WHAT IS REQUIRED:
Rewrite the listing below, changing every "pin" to "marker" and keeping everything else the same. Leave the pictures out of your answer.

STORED ROWS:

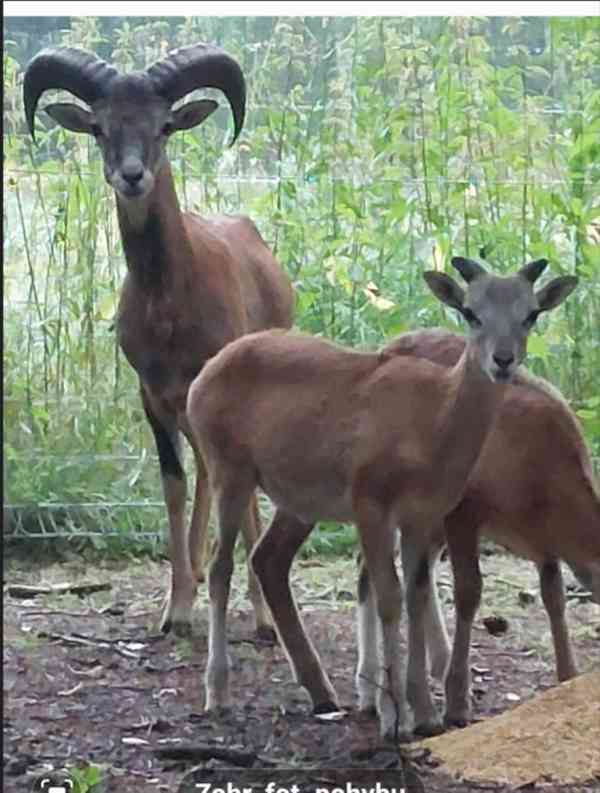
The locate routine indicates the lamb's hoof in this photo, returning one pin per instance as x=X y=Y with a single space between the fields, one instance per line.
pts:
x=266 y=634
x=368 y=709
x=325 y=707
x=428 y=729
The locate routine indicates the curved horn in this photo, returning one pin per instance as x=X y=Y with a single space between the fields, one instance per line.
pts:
x=201 y=66
x=468 y=268
x=77 y=71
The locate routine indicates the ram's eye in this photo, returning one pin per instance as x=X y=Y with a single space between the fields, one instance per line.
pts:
x=471 y=318
x=529 y=321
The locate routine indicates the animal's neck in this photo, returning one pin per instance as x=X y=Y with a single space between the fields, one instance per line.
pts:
x=157 y=249
x=473 y=402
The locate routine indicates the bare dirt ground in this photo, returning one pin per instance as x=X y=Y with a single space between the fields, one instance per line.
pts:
x=90 y=686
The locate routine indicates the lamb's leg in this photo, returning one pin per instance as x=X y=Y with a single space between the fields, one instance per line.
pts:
x=553 y=596
x=416 y=565
x=271 y=559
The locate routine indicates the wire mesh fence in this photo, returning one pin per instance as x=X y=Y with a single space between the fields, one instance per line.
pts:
x=373 y=148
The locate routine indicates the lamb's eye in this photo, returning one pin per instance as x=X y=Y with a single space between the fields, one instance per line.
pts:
x=529 y=321
x=471 y=318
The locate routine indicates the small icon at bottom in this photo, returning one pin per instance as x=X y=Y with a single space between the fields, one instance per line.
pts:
x=54 y=782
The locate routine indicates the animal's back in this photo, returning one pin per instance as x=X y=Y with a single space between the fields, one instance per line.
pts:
x=534 y=477
x=268 y=299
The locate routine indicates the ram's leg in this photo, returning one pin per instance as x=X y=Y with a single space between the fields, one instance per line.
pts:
x=271 y=559
x=553 y=595
x=177 y=614
x=416 y=565
x=252 y=533
x=199 y=529
x=438 y=643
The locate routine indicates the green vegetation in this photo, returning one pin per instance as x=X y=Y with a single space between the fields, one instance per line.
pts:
x=374 y=148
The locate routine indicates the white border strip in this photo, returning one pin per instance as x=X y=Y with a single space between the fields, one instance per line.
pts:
x=226 y=8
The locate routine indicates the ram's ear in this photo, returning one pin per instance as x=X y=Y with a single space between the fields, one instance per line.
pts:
x=70 y=116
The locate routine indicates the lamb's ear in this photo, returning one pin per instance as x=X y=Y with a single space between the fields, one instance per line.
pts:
x=445 y=289
x=70 y=116
x=555 y=292
x=193 y=113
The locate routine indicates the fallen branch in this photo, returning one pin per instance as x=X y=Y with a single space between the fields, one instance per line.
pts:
x=199 y=752
x=24 y=591
x=77 y=640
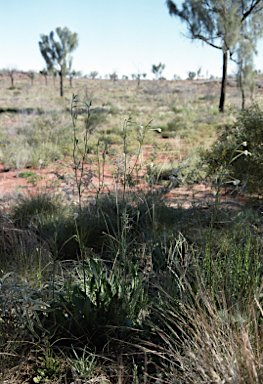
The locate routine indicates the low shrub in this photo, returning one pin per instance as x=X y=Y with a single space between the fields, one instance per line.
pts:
x=243 y=137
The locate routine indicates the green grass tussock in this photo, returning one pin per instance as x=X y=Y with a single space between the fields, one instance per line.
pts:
x=122 y=283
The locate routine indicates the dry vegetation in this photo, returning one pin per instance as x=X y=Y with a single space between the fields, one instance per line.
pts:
x=111 y=282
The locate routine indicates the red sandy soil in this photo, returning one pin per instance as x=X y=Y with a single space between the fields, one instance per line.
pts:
x=59 y=178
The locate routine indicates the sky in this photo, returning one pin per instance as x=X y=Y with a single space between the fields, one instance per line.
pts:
x=126 y=36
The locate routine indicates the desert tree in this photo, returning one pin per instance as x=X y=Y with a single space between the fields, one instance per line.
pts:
x=72 y=72
x=191 y=75
x=44 y=72
x=157 y=70
x=176 y=77
x=198 y=73
x=113 y=76
x=31 y=75
x=93 y=75
x=56 y=53
x=245 y=72
x=10 y=72
x=218 y=23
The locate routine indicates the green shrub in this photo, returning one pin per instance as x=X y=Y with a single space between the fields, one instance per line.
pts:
x=246 y=137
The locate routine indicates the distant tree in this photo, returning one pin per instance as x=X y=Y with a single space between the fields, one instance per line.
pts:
x=44 y=73
x=198 y=72
x=31 y=75
x=56 y=53
x=177 y=77
x=218 y=23
x=113 y=76
x=191 y=75
x=11 y=73
x=93 y=74
x=157 y=70
x=72 y=72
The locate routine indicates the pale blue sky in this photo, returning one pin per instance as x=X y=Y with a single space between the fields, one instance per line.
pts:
x=125 y=36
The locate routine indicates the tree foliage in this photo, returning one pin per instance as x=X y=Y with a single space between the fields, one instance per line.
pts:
x=157 y=70
x=56 y=53
x=218 y=23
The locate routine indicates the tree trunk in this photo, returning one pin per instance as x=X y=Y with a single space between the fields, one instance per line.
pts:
x=223 y=84
x=243 y=98
x=61 y=82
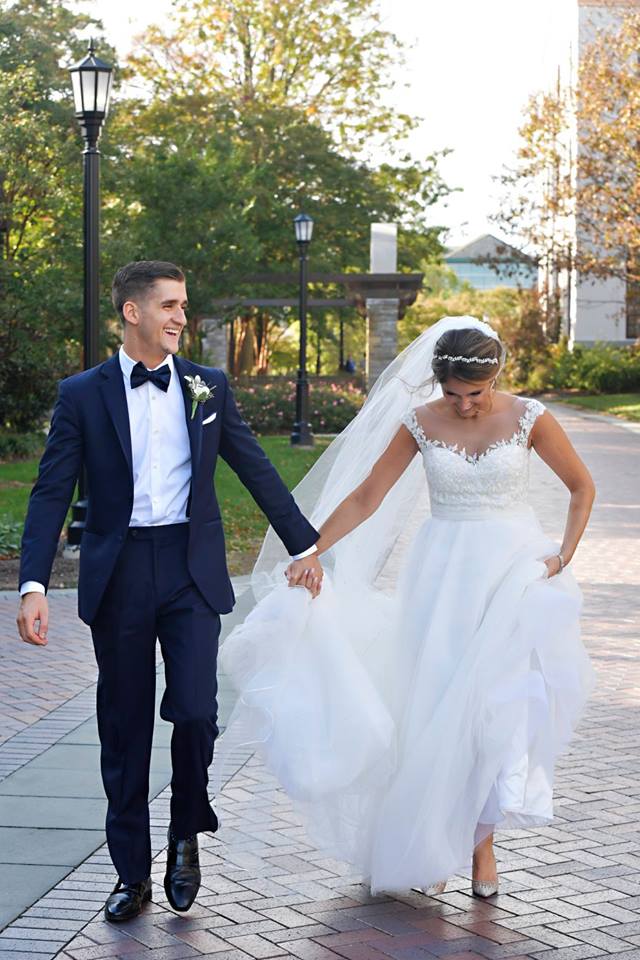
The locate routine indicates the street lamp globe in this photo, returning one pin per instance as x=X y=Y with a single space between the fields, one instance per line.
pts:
x=91 y=78
x=303 y=225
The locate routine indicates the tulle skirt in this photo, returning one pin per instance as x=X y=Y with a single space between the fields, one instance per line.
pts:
x=407 y=724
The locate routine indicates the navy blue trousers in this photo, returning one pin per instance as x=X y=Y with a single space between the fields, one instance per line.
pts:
x=152 y=597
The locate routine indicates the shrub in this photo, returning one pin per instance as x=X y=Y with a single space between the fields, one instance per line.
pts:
x=270 y=407
x=597 y=369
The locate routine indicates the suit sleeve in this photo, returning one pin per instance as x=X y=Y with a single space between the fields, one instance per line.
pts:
x=240 y=449
x=51 y=496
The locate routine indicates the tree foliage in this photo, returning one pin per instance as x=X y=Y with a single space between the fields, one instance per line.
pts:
x=331 y=60
x=251 y=111
x=574 y=192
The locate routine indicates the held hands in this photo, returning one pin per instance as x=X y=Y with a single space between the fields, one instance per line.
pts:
x=306 y=573
x=553 y=565
x=34 y=608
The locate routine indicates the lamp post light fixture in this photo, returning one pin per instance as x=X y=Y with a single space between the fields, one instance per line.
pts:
x=91 y=80
x=301 y=435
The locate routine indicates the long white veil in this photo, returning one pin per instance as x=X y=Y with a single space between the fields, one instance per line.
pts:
x=406 y=383
x=318 y=681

EXERCISE RESULT:
The locate routine indicates the lamb's hoof in this photo, returning one marker per instance as x=X y=Y with a single space between the fields, one instance per line.
pts:
x=266 y=634
x=368 y=709
x=325 y=707
x=428 y=729
The locate routine indicates the curved horn in this photo, returning one marker per instance as x=X y=Y with a single space between the fields, one instance per line.
pts:
x=201 y=66
x=468 y=268
x=77 y=71
The locate routine indicates the ram's eye in this photo, returning one marker per instance as x=X y=Y with a single space between the fields, one instance per line.
pts:
x=471 y=318
x=529 y=321
The locate routine indicates the animal's neck in this photo, returning one marker per instance as x=X y=Y with a single space between the fields, one instance per line.
pts:
x=157 y=249
x=473 y=402
The locate routine indicates the bare dirt ground in this photo, returning one marker per instance as x=X y=Y with a single space between the fields, one instance per line.
pts:
x=90 y=686
The locate routine indicates the lamb's leg in this photo, returning one marker per instance as x=X y=Y with a single space between the fields, one instance per line.
pts:
x=553 y=596
x=416 y=565
x=271 y=559
The locate routine indicates the wire mesh fence in this photo, returning one marker per instance as x=X y=Y with a single space between the fields, one instance per line.
pts:
x=373 y=148
The locate routine indicates the lamb's eye in this photo, returning one marker per instance as x=X y=Y with a single space between the fields, one instance per line.
pts:
x=529 y=321
x=471 y=318
The locate routine indicates the small icon at bottom in this photo, returning one marker per instance as x=X y=Y with a single space between the fields, one instance per line.
pts:
x=54 y=782
The locate routine indicates the animal's back in this photo, returning one marker per instance as x=X y=Y with a single space between the fields, one instance per line.
pts:
x=534 y=477
x=268 y=299
The locate routine indicates the ram's leg in this photo, returning one marker per instance as x=X y=Y with a single space between the fields, one instance per line.
pts:
x=271 y=559
x=553 y=595
x=177 y=614
x=416 y=565
x=252 y=533
x=199 y=529
x=438 y=643
The locate routine indicates the green vegetation in this photo, returning one marker per instance as x=X y=Y with a single space between the fields, one instance per line.
pts:
x=374 y=148
The locate routine indicates the white border strip in this photo, returning one marker per instance as x=X y=Y with a single space between the fields, one instance per line.
pts:
x=226 y=8
The locate routine indicates the ram's ear in this photo, returning one marker per instance as x=X y=Y with a single space between the fields, one instance per line.
pts:
x=70 y=116
The locate routine indicates the lamb's ear in this photo, returning one marker per instance as x=X y=Y with a single space between the fields, one instance per line.
pts:
x=445 y=289
x=70 y=116
x=555 y=292
x=193 y=113
The locate routine indicates the fallen branch in this photo, returning one marker per instance as x=X y=Y with a single space between the fields, one instance per line.
pts:
x=199 y=752
x=24 y=591
x=77 y=640
The locate routine indicates the low shrub in this photo, returning one marker per instance as x=X y=Y with a single space between the fields, one instance per line.
pts:
x=243 y=137
The locate routine indicates the green grass tussock in this photo, returning one marker per instance as x=X y=Y with a single space between the fields, one instance per line.
pts:
x=122 y=283
The locate routine indicates the dry vegetation in this photo, returning one marker per instance as x=X y=Y with a single space between the fields, one instance per line.
pts:
x=111 y=282
The locate routine indicates the red sandy soil in this photo, returning one marker per instance as x=X y=Y with a single space between the fields, one instance per line.
pts:
x=59 y=178
The locate routine indicates the sky in this photo, returning one marker per instance as x=X y=Y with a single space between the fields, one instance per line.
pts:
x=126 y=36
The locate routine indicates the desert tree in this photo, returning one marker per instance as x=X y=Y with a single space between the fields, one instance per line.
pts:
x=72 y=72
x=191 y=75
x=44 y=72
x=157 y=70
x=176 y=77
x=198 y=73
x=113 y=76
x=31 y=75
x=93 y=75
x=56 y=53
x=245 y=72
x=10 y=72
x=218 y=23
The locate routine indicates the green shrub in this photo, returning one marker per instance as x=X y=Y with a single space between the fields, one instance per line.
pts:
x=246 y=137
The locate routine indicates the distant tree in this photo, returning one marker per instance as x=X y=Y with a single space between the fields, one instance per line.
pts:
x=44 y=73
x=198 y=72
x=31 y=75
x=56 y=53
x=177 y=77
x=218 y=23
x=113 y=76
x=191 y=75
x=11 y=73
x=93 y=74
x=157 y=70
x=72 y=72
The locate routine indicates the pale blue sky in this photo, returning one marker per instance as x=X y=Y with a single space between the fields, one instance per line.
pts:
x=125 y=36
The locate routine indicates the tree foliage in this photo, returning one marker per instance as x=X y=Y with a single space between the fields, one instance per line.
pts:
x=157 y=70
x=56 y=53
x=218 y=23
The locate routine indicates the tree trunk in this photo, returning one marker per instance as x=X y=Y with a single space between the fields, one instance per line.
pts:
x=223 y=84
x=243 y=98
x=61 y=82
The locate routine indicates the street lamp globe in this photo, returning one marker per instance as x=X y=Y with a single space between the fields, one instance per line.
pts:
x=91 y=78
x=303 y=225
The locate routine indicates the tulle skirt in this photo, returning one marker per instance as x=X y=Y with a single space between the fields, one instance per line.
pts:
x=407 y=724
The locate routine indicates the navy blue trousers in this photo, returning one marker per instance as x=X y=Y with a single space between the fields, one instance per line.
pts:
x=152 y=597
The locate routine indicates the shrub in this photo, returning one marker per instance as x=X y=Y with a single space between the fields, one instance per line.
pts:
x=270 y=407
x=597 y=369
The locate routine indicates the suit sleeve in this photo, returning one marker per instance as x=X y=Y with a single space between the fields, one instance per line.
pts:
x=240 y=449
x=51 y=496
The locate routine indicates the tree foliage in this photo, returning one marker per instance as x=X y=Y with a single space between the fields, one instance per line.
pts:
x=331 y=60
x=251 y=111
x=574 y=192
The locate routine indicates the held hands in this photo, returning one marker per instance as x=X y=Y with a single space between the fields, one instance per line.
pts:
x=306 y=573
x=553 y=565
x=34 y=608
The locate routine indicates the lamp post light fixture in this photo, returning one marker per instance as x=X y=Y with a single space between the fields, one instance per line.
pts:
x=91 y=80
x=301 y=435
The locate routine indicates the long white veil in this photo, returning one marker per instance as x=X y=Y with a single space between the fields, one instance per line.
pts:
x=406 y=383
x=318 y=681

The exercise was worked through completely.